Problems and tasks:
[a] From the passage on CJP's interfaith outreach funding, reproduce the text between "These efforts have" and "as Jews (68%).", inclusive.
[b] According to the passage on CJP's interfaith outreach funding, why does Boston have the only Conservative movement outreach professional in the country? Answer in one to three sentences.
[c] In the 2002 CJP survey described in the passage on interfaith outreach funding, what percentage of participants reported an intention to raise children as Jews?

Provided passage:
The community has put its money where its mouth is. CJP has a dedicated line item in its budget expressly for “Services to the Intermarried.” CJP’s funding for this area — just over $300,000 for the current year — is the highest in the country, yet it represents just 1% of CJP’s total annual allocations. Nationally, even as the Jewish community federations spend $800 million a year and Jewish family foundations spend $2.5 billion a year; the amount spent on programs of outreach to interfaith families is below $3 million — only one-tenth of 1%. By spending just 1% of its allocations — a relatively small investment by any measure — CJP has achieved dramatic results.

Significantly, CJP directly supports the outreach programming of the religious movements. Almost half of CJP’s funding goes to the local Reform movement, enabling it to conduct a wide array of programs aimed at unaffiliated couples and families. Because of CJP’s funding, Boston has the only Conservative movement outreach professional in the country.

CJP also funds outreach programs at Boston’s Jewish Family & Children’s Service and the area’s Jewish community centers. All told, local couples and families can find discussion groups, programs for families with young children, short-term educational programs like the very successful Taste of Judaism classes, developed by the Reform movement but also taught in Conservative and Reconstructionist synagogues, and longer courses that can lead to conversion. Each of the funded programs devotes a significant portion of its funding to marketing, including advertising in secular media, generating stories in local media and, most important, using the Internet, including on InterfaithFamily.com’s Connections In Your Area system.

While a few of the programs take place in public spaces, the focus is on programming at core Jewish institutions. The success of such programs shows that interfaith families do not shy away from synagogues and community centers when such institutions are welcoming to them.

CJP also convenes meetings of local outreach professionals, facilitating collaboration. And, for the past decade, the Reform movement’s local outreach director has led a collaborative Outreach Training Institute aimed at generating sensitivity among Jewish professionals and lay leaders.

These efforts have yielded measurable results. In 2002 CJP surveyed participants to evaluate the outreach programs it funded. The study concluded that the outreach efforts reached a group that otherwise had little contact with the Jewish community. Participants rated the quality and helpfulness of the programs very highly, and there were very positive outcomes in terms of increased involvement in Jewish life (39%), movement toward synagogue membership (28%), movement toward conversion (20%) and intention to raise children as Jews (68%).

Every community could emulate these outreach efforts, which need not be supported solely by federations but could be supplemented by other philanthropic sources, such as foundations (as happens significantly in San Francisco) and individual donors. Successful outreach requires more than just money. But if the Jewish community on national and local levels allocated 1% of its funding toward outreach to interfaith families, we now know that we could see 60% of them — or even more — making Jewish choices, enlarging and enriching our community.

Edmund Case is president of InterfaithFamily.com. Kathy Kahn is director of the Union for Reform Judaism’s Department of Outreach and Synagogue Community.

Source material:

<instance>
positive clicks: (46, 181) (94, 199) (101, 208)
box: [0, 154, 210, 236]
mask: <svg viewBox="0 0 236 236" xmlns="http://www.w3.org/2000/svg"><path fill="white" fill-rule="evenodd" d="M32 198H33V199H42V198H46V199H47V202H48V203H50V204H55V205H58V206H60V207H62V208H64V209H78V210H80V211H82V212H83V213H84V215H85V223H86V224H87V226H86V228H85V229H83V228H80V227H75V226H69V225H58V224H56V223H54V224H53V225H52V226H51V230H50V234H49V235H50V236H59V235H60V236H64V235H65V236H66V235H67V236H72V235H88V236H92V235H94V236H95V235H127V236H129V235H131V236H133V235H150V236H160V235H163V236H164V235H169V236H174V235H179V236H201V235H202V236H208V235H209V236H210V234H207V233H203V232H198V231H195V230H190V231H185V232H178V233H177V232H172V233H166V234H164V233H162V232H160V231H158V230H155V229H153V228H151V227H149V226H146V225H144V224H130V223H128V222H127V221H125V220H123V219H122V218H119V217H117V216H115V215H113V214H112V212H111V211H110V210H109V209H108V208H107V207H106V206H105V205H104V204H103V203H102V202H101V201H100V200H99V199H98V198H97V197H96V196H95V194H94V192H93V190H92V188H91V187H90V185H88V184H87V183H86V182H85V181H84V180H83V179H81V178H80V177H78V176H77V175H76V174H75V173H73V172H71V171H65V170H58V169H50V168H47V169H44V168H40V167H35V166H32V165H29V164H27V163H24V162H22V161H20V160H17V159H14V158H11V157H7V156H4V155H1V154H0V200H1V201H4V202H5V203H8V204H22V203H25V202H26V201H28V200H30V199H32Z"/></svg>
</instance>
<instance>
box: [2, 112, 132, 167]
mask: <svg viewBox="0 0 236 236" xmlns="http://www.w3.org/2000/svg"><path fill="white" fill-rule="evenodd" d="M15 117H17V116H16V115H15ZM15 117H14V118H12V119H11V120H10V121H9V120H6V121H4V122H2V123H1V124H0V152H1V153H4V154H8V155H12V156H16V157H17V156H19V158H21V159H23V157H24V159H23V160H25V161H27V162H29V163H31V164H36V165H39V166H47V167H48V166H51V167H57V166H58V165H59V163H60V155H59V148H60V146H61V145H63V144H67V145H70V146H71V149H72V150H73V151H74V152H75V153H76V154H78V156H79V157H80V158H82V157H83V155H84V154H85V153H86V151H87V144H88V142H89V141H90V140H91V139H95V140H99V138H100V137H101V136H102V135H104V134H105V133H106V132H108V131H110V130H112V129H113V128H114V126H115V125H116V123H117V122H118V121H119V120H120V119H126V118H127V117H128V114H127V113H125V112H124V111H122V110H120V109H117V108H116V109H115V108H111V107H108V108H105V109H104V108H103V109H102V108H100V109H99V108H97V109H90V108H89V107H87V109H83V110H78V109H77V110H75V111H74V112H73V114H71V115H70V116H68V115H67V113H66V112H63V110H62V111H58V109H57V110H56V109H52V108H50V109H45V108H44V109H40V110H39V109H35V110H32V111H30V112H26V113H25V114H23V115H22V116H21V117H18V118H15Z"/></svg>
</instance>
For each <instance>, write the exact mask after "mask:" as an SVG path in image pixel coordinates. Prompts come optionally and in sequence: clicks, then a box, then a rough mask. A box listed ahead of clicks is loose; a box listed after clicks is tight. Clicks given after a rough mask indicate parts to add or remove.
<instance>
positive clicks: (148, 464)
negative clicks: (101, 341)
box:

Exercise results:
[a]
These efforts have yielded measurable results. In 2002 CJP surveyed participants to evaluate the outreach programs it funded. The study concluded that the outreach efforts reached a group that otherwise had little contact with the Jewish community. Participants rated the quality and helpfulness of the programs very highly, and there were very positive outcomes in terms of increased involvement in Jewish life (39%), movement toward synagogue membership (28%), movement toward conversion (20%) and intention to raise children as Jews (68%).

[b] Boston has the only Conservative movement outreach professional in the country because of CJP's funding. CJP directly supports the outreach programming of the religious movements.

[c] 68%